═════ Trecho fornecido
Agora, no entanto, vislumbro pelo menos um remédio para esse mal, especialmente depois de ler um livro que o Brasil inteiro deveria ler: A Rainha das Ciências: Um passeio histórico pelo maravilhoso mundo da Matemática (Editoria Livraria da Física, 346 p., São Paulo, 2006), de Gilberto Geraldo Garbi. Por que não utilizar a história e a vida dos grandes matemáticos para estimular e atrair os jovens e melhorar o ensino e o estudo dessa ciência?

Mais do que a resenha desse livro, prefiro dar meus pontos de vista pessoais sobre o tema, pois conheço o autor no mínimo há 30 anos.

Gilberto Garbi. 62 anos, é engenheiro e empresário. Personalidade multifacetada, foi um dos mais respeitados executivos de telecomunicações do período Telebrás, nos anos 1970 e 80, e da indústria, como presidente da NEC, nos anos 1990.

A Matemática sempre foi uma de suas paixões. Nos últimos anos, decidiu escrever sobre o tema, primeiro com o livro O Romance das Equações Algébricas (Makron Books, São Paulo, 1997). Agora, com o novo livro, ele focaliza a vida dos gênios e faz, realmente, uma viagem histórica ao desenvolvimento da matemática.

Em 24 capítulos, o leitor passa por um prólogo delicioso - O que é a Matemática - e segue com os mesopotâmicos, egípcios e chineses, Tales de Mileto, Pitágoras, Platão, Arquimedes, Nove Séculos da Universidade de Alexandria, Isaac Newton, Euler e Gauss, para chegar ao adorável 'As Mulheres e a Matemática'.
══════════
═════ Trechos dos registros
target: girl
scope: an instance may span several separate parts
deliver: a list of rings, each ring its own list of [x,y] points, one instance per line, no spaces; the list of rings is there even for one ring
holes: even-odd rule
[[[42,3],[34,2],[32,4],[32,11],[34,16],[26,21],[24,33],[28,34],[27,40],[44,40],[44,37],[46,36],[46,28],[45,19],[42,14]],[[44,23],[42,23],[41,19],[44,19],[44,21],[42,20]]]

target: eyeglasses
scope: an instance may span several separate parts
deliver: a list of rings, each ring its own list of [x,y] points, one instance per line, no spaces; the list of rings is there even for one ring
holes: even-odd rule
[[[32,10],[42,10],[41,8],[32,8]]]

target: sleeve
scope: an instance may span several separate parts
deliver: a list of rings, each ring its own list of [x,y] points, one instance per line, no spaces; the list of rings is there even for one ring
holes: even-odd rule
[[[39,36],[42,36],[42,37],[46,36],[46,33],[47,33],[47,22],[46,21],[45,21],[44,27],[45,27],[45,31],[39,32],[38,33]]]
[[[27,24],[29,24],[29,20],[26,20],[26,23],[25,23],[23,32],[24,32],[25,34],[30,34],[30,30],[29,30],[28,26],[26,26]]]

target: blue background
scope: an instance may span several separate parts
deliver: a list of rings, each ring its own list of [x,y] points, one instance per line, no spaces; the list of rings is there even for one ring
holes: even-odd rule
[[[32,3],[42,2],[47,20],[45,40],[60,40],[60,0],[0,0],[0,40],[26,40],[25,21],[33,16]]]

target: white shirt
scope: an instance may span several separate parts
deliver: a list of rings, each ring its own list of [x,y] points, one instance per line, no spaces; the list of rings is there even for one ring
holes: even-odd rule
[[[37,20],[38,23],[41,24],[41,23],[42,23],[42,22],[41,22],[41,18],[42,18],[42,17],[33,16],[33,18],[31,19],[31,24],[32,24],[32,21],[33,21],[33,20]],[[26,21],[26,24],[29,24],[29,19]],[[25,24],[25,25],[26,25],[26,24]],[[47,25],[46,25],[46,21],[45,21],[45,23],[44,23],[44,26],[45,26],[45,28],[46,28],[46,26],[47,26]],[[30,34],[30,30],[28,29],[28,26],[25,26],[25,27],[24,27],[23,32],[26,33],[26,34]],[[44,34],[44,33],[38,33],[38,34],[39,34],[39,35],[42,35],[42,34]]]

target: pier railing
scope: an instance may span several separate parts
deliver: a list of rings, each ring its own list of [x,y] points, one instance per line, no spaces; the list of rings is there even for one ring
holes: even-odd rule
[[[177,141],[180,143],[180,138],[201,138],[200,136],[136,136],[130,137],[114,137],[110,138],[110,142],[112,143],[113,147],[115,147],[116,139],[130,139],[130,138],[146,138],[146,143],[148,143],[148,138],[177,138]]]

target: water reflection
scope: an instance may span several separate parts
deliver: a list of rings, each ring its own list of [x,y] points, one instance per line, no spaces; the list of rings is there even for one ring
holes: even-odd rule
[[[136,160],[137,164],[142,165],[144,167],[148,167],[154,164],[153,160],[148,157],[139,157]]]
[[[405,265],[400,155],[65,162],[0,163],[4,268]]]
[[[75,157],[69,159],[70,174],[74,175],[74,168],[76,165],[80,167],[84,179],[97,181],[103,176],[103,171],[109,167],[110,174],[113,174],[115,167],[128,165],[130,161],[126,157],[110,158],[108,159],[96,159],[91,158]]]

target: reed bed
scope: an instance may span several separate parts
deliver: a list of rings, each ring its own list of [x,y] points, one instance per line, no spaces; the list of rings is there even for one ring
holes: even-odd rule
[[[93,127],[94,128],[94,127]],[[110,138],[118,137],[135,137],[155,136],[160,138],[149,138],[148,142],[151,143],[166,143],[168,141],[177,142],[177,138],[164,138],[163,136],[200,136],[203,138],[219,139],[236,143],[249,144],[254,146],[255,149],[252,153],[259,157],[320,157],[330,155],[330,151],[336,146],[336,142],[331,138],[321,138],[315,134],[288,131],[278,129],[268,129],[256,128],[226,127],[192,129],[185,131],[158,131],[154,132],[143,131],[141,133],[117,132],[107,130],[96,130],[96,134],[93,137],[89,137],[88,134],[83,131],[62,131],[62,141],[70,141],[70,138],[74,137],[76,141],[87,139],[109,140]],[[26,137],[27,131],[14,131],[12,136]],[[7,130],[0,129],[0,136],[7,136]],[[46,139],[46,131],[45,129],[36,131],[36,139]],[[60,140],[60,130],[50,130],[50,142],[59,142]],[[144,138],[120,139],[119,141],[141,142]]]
══════════
Tarefa 1
Redigite o texto sobre o livro de Gilberto Garbi desde "Agora, no entanto, vislumbro" até "nos anos 1990.", incluindo essas últimas palavras.
Tarefa 2
Continue o texto sobre o livro de Gilberto Garbi a partir do ponto em que ele para.
Os registros não são necessários para fazer isto.

Resultado 1
Agora, no entanto, vislumbro pelo menos um remédio para esse mal, especialmente depois de ler um livro que o Brasil inteiro deveria ler: A Rainha das Ciências: Um passeio histórico pelo maravilhoso mundo da Matemática (Editoria Livraria da Física, 346 p., São Paulo, 2006), de Gilberto Geraldo Garbi. Por que não utilizar a história e a vida dos grandes matemáticos para estimular e atrair os jovens e melhorar o ensino e o estudo dessa ciência?

Mais do que a resenha desse livro, prefiro dar meus pontos de vista pessoais sobre o tema, pois conheço o autor no mínimo há 30 anos.

Gilberto Garbi. 62 anos, é engenheiro e empresário. Personalidade multifacetada, foi um dos mais respeitados executivos de telecomunicações do período Telebrás, nos anos 1970 e 80, e da indústria, como presidente da NEC, nos anos 1990.

Resultado 2
Tecnologia

No prólogo, Garbi recorda que toda tecnologia de nosso tempo está baseada em alicerces matemáticos - seja ela energia elétrica, telecomunicações, computadores, aviões, veículos espaciais - ou produtos e coisas de uso corrente como televisores, aparelhos de som, automóveis, geladeiras, equipamentos de medicina, casas, pontes, produtos químicos, biotecnologia e tantos avanços do progresso humano que 'exigem, em sua concepção e produção, elevados conhecimentos matemáticos, desenvolvidos ao longo, pelo menos, dos quatro últimos milênios, em especial dos séculos 17, 18 e 19.'

E a produção de conhecimento matemático não pára, leitor. Garbi cita os matemáticos norte-americanos Philip Davis e Reuben Hersch, para nos lembrar que 'existem atualmente mais de 4 mil ramos da matemática, dentro dos quais se publicam, a cada ano, cerca de 200 mil teoremas' - nesse universo que inclui a Análise Combinatória, a Teoria das Probabilidades, as Séries Infinitas, a Teoria dos Números Complexos, o Cálculo Matricial, a Teoria dos Grupos, a Teoria Analítica dos Números, a Teoria dos Conjuntos, a Axiomática, a Lógica Matemática e outras especialidades.

Já imaginou, leitor, o que significam 200 mil teoremas por ano? Na adolescência, bastava para mim o teorema de Pitágoras para me fazer sofrer nas mãos de um professor rabugento, que jamais associava a matemática à vida real, ao cotidiano.

Outro, sádico, no curso colegial, nos dava, como castigo, extrair a raiz cúbica de imensos números, na unha. Por fim, na universidade, um terceiro que proibia o uso de calculadora.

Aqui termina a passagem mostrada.